Copy each of the records below word for word, keeping every line unchanged and in its original order.

** Begin TASK DATA **

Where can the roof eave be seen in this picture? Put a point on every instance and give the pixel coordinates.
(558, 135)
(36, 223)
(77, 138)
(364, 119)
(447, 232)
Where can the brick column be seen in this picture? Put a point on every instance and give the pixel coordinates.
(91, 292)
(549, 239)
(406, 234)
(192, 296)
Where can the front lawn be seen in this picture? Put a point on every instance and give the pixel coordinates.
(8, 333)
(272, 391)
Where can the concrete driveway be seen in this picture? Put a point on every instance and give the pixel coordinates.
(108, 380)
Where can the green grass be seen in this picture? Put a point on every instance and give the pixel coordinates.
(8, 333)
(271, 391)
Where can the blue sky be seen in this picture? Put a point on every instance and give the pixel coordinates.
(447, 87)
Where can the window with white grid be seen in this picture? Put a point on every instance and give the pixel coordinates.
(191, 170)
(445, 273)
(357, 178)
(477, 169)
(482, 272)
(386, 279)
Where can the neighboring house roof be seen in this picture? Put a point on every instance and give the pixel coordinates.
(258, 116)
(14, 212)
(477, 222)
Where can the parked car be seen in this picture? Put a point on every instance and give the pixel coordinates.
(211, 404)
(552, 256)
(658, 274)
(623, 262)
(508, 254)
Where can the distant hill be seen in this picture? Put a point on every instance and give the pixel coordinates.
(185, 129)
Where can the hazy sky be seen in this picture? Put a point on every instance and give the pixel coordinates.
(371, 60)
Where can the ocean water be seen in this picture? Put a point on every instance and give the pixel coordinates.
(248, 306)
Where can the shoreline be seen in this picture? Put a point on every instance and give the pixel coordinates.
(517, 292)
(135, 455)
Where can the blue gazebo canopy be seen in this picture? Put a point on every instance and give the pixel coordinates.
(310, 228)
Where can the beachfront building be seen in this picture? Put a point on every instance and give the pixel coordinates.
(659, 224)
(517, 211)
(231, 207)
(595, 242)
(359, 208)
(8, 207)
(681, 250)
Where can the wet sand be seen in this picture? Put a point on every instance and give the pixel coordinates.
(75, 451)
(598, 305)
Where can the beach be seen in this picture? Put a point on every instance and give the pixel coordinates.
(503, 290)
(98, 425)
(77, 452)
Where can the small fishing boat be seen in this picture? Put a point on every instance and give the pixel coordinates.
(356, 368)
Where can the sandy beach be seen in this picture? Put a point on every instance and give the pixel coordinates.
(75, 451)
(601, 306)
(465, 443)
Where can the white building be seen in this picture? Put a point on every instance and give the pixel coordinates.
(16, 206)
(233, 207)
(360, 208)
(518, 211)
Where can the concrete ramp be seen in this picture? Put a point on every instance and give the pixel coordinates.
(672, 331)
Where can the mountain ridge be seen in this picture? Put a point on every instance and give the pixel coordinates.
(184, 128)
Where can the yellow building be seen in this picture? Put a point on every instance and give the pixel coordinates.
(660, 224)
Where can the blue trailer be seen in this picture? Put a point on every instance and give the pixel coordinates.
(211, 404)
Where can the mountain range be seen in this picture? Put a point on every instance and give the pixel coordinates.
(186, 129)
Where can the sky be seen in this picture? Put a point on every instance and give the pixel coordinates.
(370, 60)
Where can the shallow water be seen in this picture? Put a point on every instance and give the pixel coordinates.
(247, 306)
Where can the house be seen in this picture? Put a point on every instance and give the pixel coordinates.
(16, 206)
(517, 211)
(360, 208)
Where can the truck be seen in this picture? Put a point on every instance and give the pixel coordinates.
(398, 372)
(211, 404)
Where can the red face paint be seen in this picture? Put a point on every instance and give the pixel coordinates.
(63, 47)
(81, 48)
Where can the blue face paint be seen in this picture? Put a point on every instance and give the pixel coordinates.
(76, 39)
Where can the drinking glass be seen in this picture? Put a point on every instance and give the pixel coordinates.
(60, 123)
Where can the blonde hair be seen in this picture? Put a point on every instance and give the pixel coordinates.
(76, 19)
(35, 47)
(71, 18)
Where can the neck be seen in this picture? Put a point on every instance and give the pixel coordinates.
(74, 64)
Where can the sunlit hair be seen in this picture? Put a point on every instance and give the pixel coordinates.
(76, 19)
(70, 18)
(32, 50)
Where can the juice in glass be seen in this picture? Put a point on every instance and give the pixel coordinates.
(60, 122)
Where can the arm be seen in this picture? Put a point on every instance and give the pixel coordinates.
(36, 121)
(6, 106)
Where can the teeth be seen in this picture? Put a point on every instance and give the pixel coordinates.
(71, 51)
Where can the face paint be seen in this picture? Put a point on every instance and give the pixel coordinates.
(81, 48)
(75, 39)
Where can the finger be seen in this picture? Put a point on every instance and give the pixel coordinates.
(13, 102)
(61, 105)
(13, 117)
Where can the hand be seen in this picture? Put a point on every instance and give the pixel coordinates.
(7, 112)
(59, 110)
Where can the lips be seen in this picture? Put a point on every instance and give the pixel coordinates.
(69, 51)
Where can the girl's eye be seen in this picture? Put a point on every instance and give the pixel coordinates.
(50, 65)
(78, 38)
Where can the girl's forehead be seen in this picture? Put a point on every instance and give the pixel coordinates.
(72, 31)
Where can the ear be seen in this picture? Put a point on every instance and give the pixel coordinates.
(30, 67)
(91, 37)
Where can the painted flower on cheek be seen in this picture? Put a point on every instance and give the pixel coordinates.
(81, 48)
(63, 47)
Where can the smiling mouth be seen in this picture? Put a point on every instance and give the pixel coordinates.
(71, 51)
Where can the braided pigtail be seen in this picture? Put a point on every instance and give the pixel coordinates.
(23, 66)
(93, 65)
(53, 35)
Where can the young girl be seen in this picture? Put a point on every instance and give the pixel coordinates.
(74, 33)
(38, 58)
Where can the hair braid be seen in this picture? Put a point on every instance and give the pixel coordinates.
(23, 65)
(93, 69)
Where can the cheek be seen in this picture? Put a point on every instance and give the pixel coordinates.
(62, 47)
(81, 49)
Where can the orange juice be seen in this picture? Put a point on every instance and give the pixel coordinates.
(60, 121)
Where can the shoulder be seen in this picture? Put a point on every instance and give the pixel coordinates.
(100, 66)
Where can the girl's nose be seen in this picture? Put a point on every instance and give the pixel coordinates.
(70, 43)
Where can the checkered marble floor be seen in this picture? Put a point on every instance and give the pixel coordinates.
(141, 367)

** End TASK DATA **

**EXERCISE RESPONSE**.
Where can the roof eave be seen in this picture? Put a point on every instance and give the pixel coordinates.
(558, 135)
(36, 223)
(77, 138)
(364, 119)
(447, 232)
Where can the brick column be seen in this picture? Put a point on every instance and give the pixel coordinates.
(91, 292)
(549, 239)
(406, 234)
(192, 296)
Where can the front lawn be seen in this picture? Put a point on every instance and give the pixel coordinates.
(8, 333)
(272, 391)
Where can the concrete driveway be seen in this picture? Put a point on every instance and give the pixel coordinates.
(108, 380)
Where can the green grass be seen in this picture? Put a point on every instance and give the pixel coordinates.
(8, 333)
(271, 391)
Where can the blue sky be seen in this picture? Put a point on every instance and give the pixel coordinates.
(447, 87)
Where can the window with white grid be seen in this picture? Put a point on every instance and give the pixel coordinates.
(191, 170)
(445, 273)
(357, 178)
(477, 169)
(482, 272)
(386, 279)
Where can the neighboring house roof be seen in this picture? Put a point on every instance and give the pixel coordinates.
(258, 116)
(14, 212)
(477, 222)
Where can the parked car be seen in this picture? Put a point on every instance and give the pixel coordinates.
(211, 404)
(552, 256)
(658, 274)
(623, 262)
(508, 254)
Where can the distant hill be seen in this picture? Put a point on every instance and give the pixel coordinates.
(185, 129)
Where can the hazy sky be seen in this picture? Put a point on every instance and give the pixel coordinates.
(371, 60)
Where can the ocean water be seen in this picture? Put a point on every instance and give the pixel coordinates.
(248, 306)
Where can the shoreline be seen in this picture? Put a point on every instance and give the pixel coordinates.
(517, 292)
(135, 455)
Where can the blue gazebo canopy be seen in this picture? Put a point on every instance and give the pixel coordinates.
(310, 228)
Where can the beachfront building be seen in this picture? Put a point on every instance and give the pixel coordinates.
(659, 224)
(517, 211)
(231, 207)
(595, 242)
(359, 208)
(8, 207)
(681, 250)
Where can the wet sand be seen in this picture? Put a point on every instance and give the pixel coordinates.
(75, 451)
(598, 305)
Where can the beach be seen in this picture? Put a point on every instance and give the pixel coordinates.
(503, 290)
(98, 425)
(77, 452)
Where can the small fishing boat be seen in this picture? Put a point on every instance and give the pixel coordinates.
(356, 368)
Where can the sandy beach be seen in this picture? Put a point on every instance and give the pixel coordinates.
(75, 451)
(601, 306)
(465, 443)
Where can the white building be seen in this picture? Put a point on every instance and give the pixel coordinates.
(16, 206)
(233, 207)
(360, 208)
(518, 211)
Where can the concrete ramp be seen in this picture? Put a point on every instance and give the pixel coordinates.
(672, 331)
Where can the mountain ridge be seen in this picture? Put a point on every instance and give the pixel coordinates.
(184, 128)
Where can the yellow building be seen in this picture? Put a point on every instance and give the pixel coordinates.
(660, 224)
Where can the blue trailer be seen in this picture? Put a point on every instance and give the pixel coordinates.
(211, 404)
Where can the mountain range be seen in this picture? Put a point on every instance and give the pixel coordinates.
(186, 129)
Where can the sky be seen in this picture? Put a point on every instance and give the pixel coordinates.
(370, 60)
Where can the shallow water be seen in this picture? Put a point on every instance and give the pixel coordinates.
(247, 306)
Where can the house be seen in this picture? Put a point on every instance and give the pixel coordinates.
(16, 206)
(517, 211)
(360, 208)
Where can the truck be seen in this picture? Put a point on every instance and give the pixel coordinates.
(398, 372)
(211, 404)
Where can the red face paint be seen in this picture? Put a point on every instance and give the pixel coordinates.
(63, 47)
(81, 48)
Where can the blue face paint be seen in this picture? Put a point on every instance and give the pixel coordinates.
(76, 39)
Where can the drinking glass be seen in this picture? Put a point on every instance and give the pixel coordinates.
(60, 123)
Where can the blonde hair be seen in this picture? Put a point on every instance and give the pixel coordinates.
(76, 19)
(35, 47)
(71, 18)
Where can the neck be seen in this picture? Put a point on every instance and give the pixel coordinates.
(74, 64)
Where can the sunlit hair be seen in this picture? Put a point on every instance and give the pixel coordinates.
(76, 19)
(70, 18)
(32, 50)
Where can the juice in glass be seen in this picture? Put a point on every instance and give the pixel coordinates.
(60, 122)
Where can the arm be seen in this picture? Put a point on every instance and give the pixel coordinates.
(36, 121)
(6, 106)
Where can the teeth be seen in this picture? Put a point on every instance and give the pixel coordinates.
(71, 51)
Where can the face paint be seen in this picture? Put a point on every instance and give the pixel coordinates.
(81, 48)
(75, 39)
Where can the finger be seen in this picture? Put a point on every instance and give the pixel coordinates.
(13, 102)
(61, 105)
(13, 117)
Where can the hand be seen in this picture? Put a point on every instance and give the pixel coordinates.
(7, 112)
(59, 110)
Where can the lips be seen in this picture? Put a point on every instance and give the pixel coordinates.
(69, 51)
Where can the girl's eye be seen in this picture? Put a point on every instance and give the pixel coordinates.
(50, 65)
(78, 38)
Where can the girl's forehead be seen in this picture? Put a point on every instance and give the pixel coordinates.
(72, 31)
Where can the ear be seen in this picture? Put a point on every instance and give the pixel coordinates.
(30, 67)
(91, 37)
Where can the painted flower on cheek be seen in this picture? Put a point on every instance and give the pixel coordinates.
(81, 48)
(63, 47)
Where can the smiling mouth be seen in this picture? Put a point on every instance and give the pixel coordinates.
(71, 51)
Where can the braided pigtail be seen in this picture? Put a point on every instance and give the pixel coordinates.
(23, 66)
(93, 65)
(53, 35)
Where can the young girl be seen in this picture? Put a point on every instance and give the pixel coordinates.
(74, 33)
(38, 58)
Where can the hair braid be seen in this picture? Put a point on every instance and give the pixel coordinates.
(23, 65)
(93, 69)
Where can the cheek be seen in this picture? Put a point on every instance and give the pixel coordinates.
(62, 47)
(81, 49)
Where can the orange juice be seen in this picture? Put a point on every instance and give the pixel coordinates.
(60, 121)
Where can the shoulder be seen in this picture? Put a point on every instance and give the pixel coordinates.
(100, 66)
Where can the girl's nose be seen in this picture? Put a point on every instance and give the pixel coordinates.
(70, 43)
Where can the checkered marble floor be seen in this picture? Put a point on every instance and give the pixel coordinates.
(141, 367)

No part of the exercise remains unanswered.